* begin EXERCISE INPUT *
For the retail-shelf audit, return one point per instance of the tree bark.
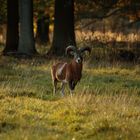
(64, 34)
(26, 38)
(12, 35)
(42, 35)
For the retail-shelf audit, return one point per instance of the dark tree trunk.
(42, 35)
(12, 35)
(63, 27)
(26, 37)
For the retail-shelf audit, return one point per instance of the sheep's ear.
(70, 50)
(85, 49)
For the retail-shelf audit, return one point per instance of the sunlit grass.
(105, 104)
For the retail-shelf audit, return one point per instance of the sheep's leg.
(71, 93)
(62, 89)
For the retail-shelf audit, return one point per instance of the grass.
(105, 105)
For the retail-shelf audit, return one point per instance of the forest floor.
(105, 104)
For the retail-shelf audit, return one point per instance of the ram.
(70, 73)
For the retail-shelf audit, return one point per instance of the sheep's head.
(77, 53)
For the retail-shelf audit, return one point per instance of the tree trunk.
(42, 35)
(26, 38)
(63, 27)
(12, 35)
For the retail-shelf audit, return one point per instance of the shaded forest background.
(111, 27)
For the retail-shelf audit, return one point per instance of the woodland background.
(106, 102)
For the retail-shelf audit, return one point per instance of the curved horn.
(85, 49)
(70, 49)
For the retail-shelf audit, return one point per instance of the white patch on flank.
(59, 71)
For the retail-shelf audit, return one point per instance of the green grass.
(105, 104)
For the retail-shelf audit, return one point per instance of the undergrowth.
(105, 104)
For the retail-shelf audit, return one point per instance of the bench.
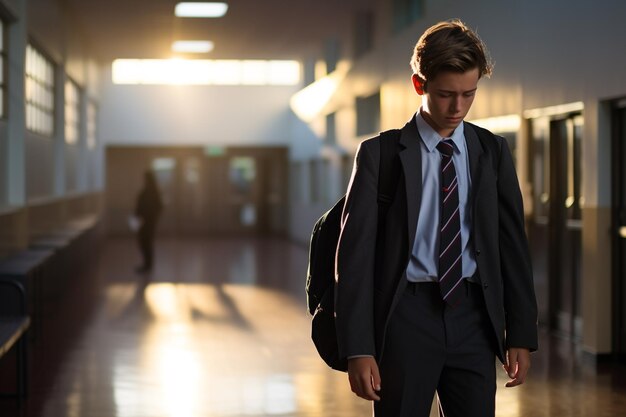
(13, 327)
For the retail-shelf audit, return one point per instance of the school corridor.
(220, 329)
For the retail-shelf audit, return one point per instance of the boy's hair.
(449, 46)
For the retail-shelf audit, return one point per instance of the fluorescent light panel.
(200, 9)
(205, 72)
(196, 47)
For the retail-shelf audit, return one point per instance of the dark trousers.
(145, 239)
(432, 347)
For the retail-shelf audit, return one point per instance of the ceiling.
(251, 29)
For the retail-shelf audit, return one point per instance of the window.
(39, 93)
(331, 131)
(92, 112)
(72, 112)
(3, 69)
(406, 12)
(363, 32)
(368, 114)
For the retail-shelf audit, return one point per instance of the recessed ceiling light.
(195, 47)
(188, 9)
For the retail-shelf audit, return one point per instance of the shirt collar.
(432, 138)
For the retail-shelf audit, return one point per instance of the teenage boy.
(447, 287)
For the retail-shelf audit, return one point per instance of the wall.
(205, 115)
(43, 184)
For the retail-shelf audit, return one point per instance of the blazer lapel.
(411, 159)
(475, 150)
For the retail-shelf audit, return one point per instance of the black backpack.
(320, 282)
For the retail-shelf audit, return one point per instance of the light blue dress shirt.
(424, 260)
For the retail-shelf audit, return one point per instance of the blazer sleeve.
(520, 304)
(354, 316)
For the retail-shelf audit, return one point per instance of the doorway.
(555, 228)
(618, 118)
(214, 190)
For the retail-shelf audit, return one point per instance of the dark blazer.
(371, 271)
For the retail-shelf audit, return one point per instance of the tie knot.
(446, 147)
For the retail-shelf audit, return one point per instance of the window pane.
(39, 90)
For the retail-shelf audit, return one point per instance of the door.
(247, 190)
(555, 227)
(619, 221)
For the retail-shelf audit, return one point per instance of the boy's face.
(448, 98)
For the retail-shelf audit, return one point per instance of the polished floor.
(220, 329)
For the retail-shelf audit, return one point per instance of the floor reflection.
(220, 329)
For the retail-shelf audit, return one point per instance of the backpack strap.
(491, 140)
(389, 168)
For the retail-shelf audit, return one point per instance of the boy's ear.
(417, 84)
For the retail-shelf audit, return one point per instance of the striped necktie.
(450, 265)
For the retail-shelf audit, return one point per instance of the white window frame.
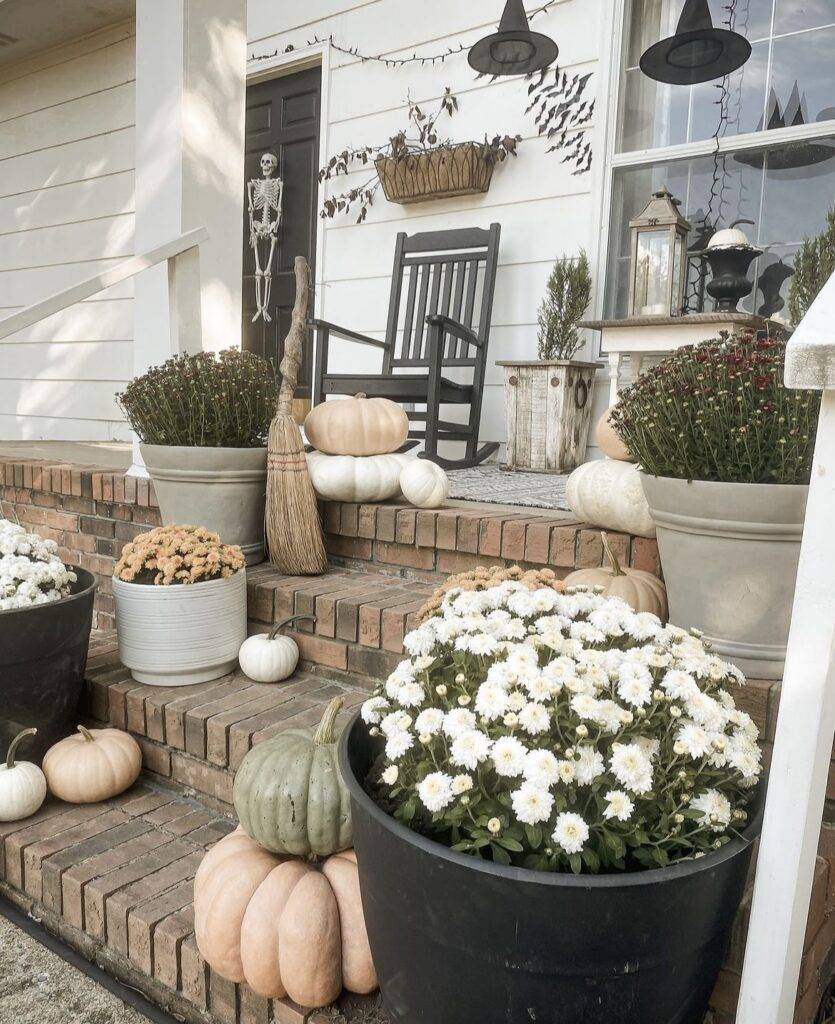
(612, 46)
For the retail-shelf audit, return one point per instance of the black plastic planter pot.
(43, 653)
(457, 940)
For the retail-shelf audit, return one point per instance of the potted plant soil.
(180, 605)
(725, 453)
(554, 805)
(46, 610)
(548, 400)
(203, 421)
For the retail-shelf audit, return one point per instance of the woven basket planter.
(441, 173)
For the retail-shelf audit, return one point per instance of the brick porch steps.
(115, 882)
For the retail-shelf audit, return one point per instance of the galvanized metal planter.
(443, 173)
(548, 410)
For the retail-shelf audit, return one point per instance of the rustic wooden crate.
(548, 410)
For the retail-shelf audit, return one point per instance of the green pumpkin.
(289, 794)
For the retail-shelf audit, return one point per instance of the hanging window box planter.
(465, 169)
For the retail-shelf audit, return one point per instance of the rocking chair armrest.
(342, 332)
(449, 326)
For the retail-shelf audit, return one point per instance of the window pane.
(794, 15)
(802, 76)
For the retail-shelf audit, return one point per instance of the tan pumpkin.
(640, 590)
(92, 765)
(357, 426)
(609, 440)
(284, 926)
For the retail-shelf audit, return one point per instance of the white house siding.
(544, 210)
(67, 159)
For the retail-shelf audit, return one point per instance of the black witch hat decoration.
(513, 49)
(698, 51)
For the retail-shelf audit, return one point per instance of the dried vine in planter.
(417, 167)
(561, 112)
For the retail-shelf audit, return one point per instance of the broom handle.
(296, 336)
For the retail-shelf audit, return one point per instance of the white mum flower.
(435, 792)
(491, 701)
(618, 806)
(469, 750)
(534, 719)
(372, 710)
(631, 767)
(532, 803)
(571, 832)
(588, 765)
(508, 757)
(715, 808)
(429, 722)
(541, 768)
(458, 721)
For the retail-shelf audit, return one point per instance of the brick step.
(195, 737)
(115, 881)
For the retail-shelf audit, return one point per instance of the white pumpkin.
(424, 484)
(268, 657)
(355, 478)
(609, 494)
(23, 785)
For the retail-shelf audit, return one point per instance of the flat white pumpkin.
(423, 483)
(268, 657)
(23, 784)
(609, 494)
(351, 478)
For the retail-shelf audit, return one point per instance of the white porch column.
(191, 96)
(806, 719)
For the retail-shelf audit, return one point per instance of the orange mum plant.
(177, 554)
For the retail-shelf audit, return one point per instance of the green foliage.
(567, 298)
(203, 400)
(813, 265)
(719, 412)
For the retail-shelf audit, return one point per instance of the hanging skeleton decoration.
(264, 196)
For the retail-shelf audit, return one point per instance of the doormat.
(490, 483)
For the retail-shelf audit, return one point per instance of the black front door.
(283, 119)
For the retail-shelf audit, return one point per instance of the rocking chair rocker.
(449, 280)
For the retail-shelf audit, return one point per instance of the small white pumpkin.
(268, 657)
(355, 478)
(609, 494)
(424, 483)
(23, 785)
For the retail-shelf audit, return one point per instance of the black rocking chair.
(448, 279)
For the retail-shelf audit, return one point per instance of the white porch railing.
(181, 254)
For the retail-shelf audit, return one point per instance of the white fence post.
(806, 719)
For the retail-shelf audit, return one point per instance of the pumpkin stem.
(613, 558)
(12, 747)
(280, 626)
(324, 734)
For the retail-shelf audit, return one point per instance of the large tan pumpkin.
(284, 926)
(92, 765)
(640, 590)
(357, 426)
(609, 440)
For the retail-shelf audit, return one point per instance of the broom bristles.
(293, 529)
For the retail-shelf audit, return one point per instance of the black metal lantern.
(698, 51)
(513, 49)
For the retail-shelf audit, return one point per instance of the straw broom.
(293, 530)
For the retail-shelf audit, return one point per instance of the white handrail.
(84, 289)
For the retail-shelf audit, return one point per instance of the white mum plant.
(31, 571)
(562, 731)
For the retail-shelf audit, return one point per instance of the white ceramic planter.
(729, 555)
(223, 489)
(182, 634)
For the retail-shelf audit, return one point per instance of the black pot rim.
(612, 881)
(85, 578)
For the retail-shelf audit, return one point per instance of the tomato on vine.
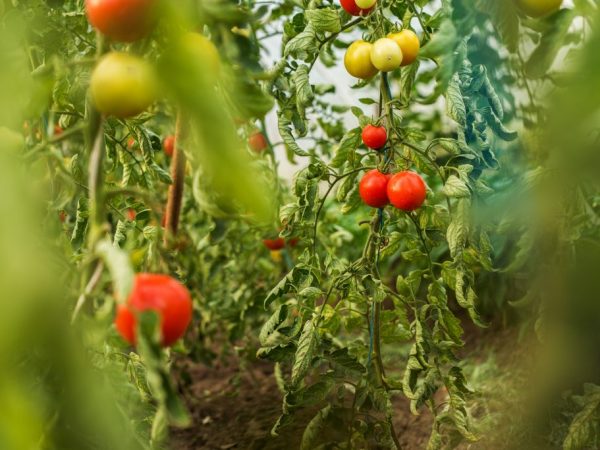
(357, 60)
(122, 85)
(122, 20)
(539, 8)
(374, 137)
(162, 294)
(373, 189)
(257, 142)
(406, 191)
(169, 145)
(274, 244)
(351, 7)
(386, 55)
(409, 44)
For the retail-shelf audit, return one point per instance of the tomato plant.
(398, 281)
(159, 293)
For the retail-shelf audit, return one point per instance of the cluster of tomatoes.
(364, 59)
(405, 190)
(124, 85)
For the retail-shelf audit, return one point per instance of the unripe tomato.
(365, 4)
(353, 9)
(373, 189)
(374, 137)
(539, 8)
(357, 60)
(131, 214)
(257, 142)
(200, 48)
(123, 85)
(274, 244)
(386, 55)
(169, 145)
(409, 44)
(160, 293)
(122, 20)
(406, 191)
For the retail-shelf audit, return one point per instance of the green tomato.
(386, 55)
(123, 85)
(539, 8)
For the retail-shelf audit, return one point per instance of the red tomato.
(163, 294)
(257, 142)
(406, 191)
(131, 214)
(353, 9)
(169, 145)
(374, 137)
(274, 244)
(122, 20)
(373, 189)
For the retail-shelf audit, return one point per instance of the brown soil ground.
(235, 408)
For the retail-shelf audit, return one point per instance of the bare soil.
(235, 407)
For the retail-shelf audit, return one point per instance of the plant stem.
(175, 197)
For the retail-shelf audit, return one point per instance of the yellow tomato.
(358, 60)
(409, 44)
(538, 8)
(386, 55)
(123, 85)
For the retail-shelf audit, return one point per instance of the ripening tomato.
(374, 137)
(169, 145)
(131, 214)
(274, 244)
(409, 44)
(365, 4)
(406, 191)
(123, 85)
(386, 55)
(257, 142)
(353, 9)
(163, 294)
(539, 8)
(122, 20)
(373, 188)
(357, 60)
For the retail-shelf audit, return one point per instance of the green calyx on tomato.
(409, 45)
(122, 20)
(386, 55)
(406, 191)
(123, 85)
(159, 293)
(373, 189)
(357, 60)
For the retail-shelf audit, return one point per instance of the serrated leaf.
(324, 20)
(304, 353)
(455, 105)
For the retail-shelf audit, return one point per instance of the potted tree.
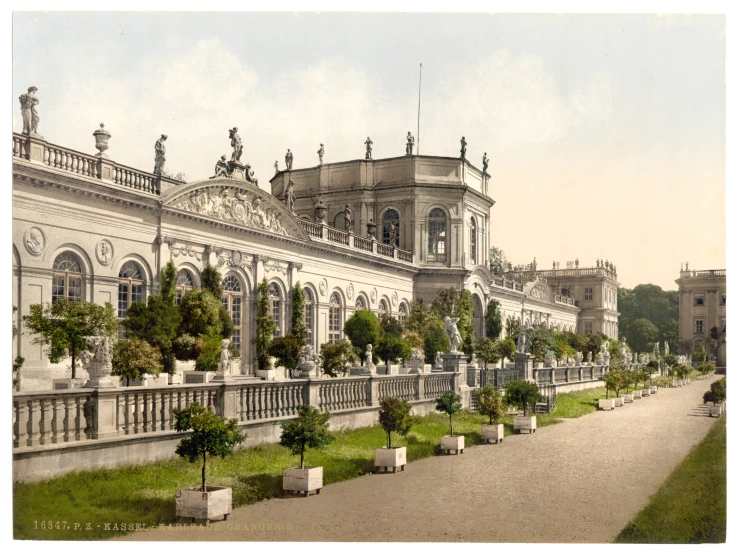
(213, 436)
(450, 403)
(308, 430)
(394, 415)
(522, 394)
(491, 404)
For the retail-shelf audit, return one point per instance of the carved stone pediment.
(240, 204)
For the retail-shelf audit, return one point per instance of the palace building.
(360, 234)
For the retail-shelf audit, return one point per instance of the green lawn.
(144, 494)
(690, 507)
* end EXERCISE INPUT *
WHAT IS ASKED: Quote verbatim every line starting at the line that contains "the tomato plant." and ending with the last line of the records; omit all pictures.

SOLUTION FOR THIS PROBLEM:
For the retail-shelf audit, return one point per instance of the tomato plant.
(398, 281)
(159, 293)
For the retail-shelf audit, return one point per instance of the cluster of tomatoes.
(364, 59)
(405, 190)
(124, 85)
For the retail-shelf audit, return one point per instance of the unripe tomato.
(365, 4)
(353, 9)
(373, 189)
(374, 137)
(539, 8)
(357, 60)
(131, 214)
(257, 142)
(200, 48)
(123, 85)
(274, 244)
(386, 55)
(169, 145)
(409, 44)
(160, 293)
(122, 20)
(406, 191)
For the retail-shelf audit, return one point per instance of the green tomato.
(386, 55)
(123, 85)
(539, 8)
For the retail-shelf audit, return one point per instance of the red tomato.
(163, 294)
(257, 142)
(406, 191)
(131, 214)
(353, 9)
(169, 145)
(374, 137)
(274, 244)
(122, 20)
(373, 189)
For the retail-shelf audit, return one point per instance of the brown soil ground.
(235, 408)
For the retail-shelf audit, return one point per instance of the bare soil.
(235, 407)
For the retail-shelf audit, return one point per instance of the plant stem.
(175, 197)
For the retail-shelf audit, return one point per instance of the yellow tomato.
(358, 60)
(409, 44)
(538, 8)
(386, 55)
(123, 85)
For the retail-shelf audit, return one point per instance of the ripening tomato.
(374, 137)
(169, 145)
(131, 214)
(274, 244)
(409, 44)
(365, 4)
(406, 191)
(123, 85)
(386, 55)
(257, 142)
(353, 9)
(163, 294)
(539, 8)
(122, 20)
(373, 188)
(357, 60)
For the retail-shelf audit, return one point per instance of the green calyx on tomato.
(409, 45)
(122, 20)
(386, 55)
(406, 191)
(123, 85)
(159, 293)
(373, 189)
(357, 60)
For the retail-shelf audit, return one point per instance of the serrated leaf.
(324, 20)
(304, 353)
(455, 105)
For the retail-shelf audit, return one point per instance of the potted tree.
(213, 436)
(450, 403)
(308, 430)
(394, 415)
(522, 394)
(491, 404)
For the retail-shelf audit, return one point per instance of the carved stone pediment.
(240, 204)
For the retail-shelf audit, return one point per instance of the palace building.
(360, 234)
For the retail-shelf audit, return one point per instance of the green lawn.
(144, 494)
(690, 507)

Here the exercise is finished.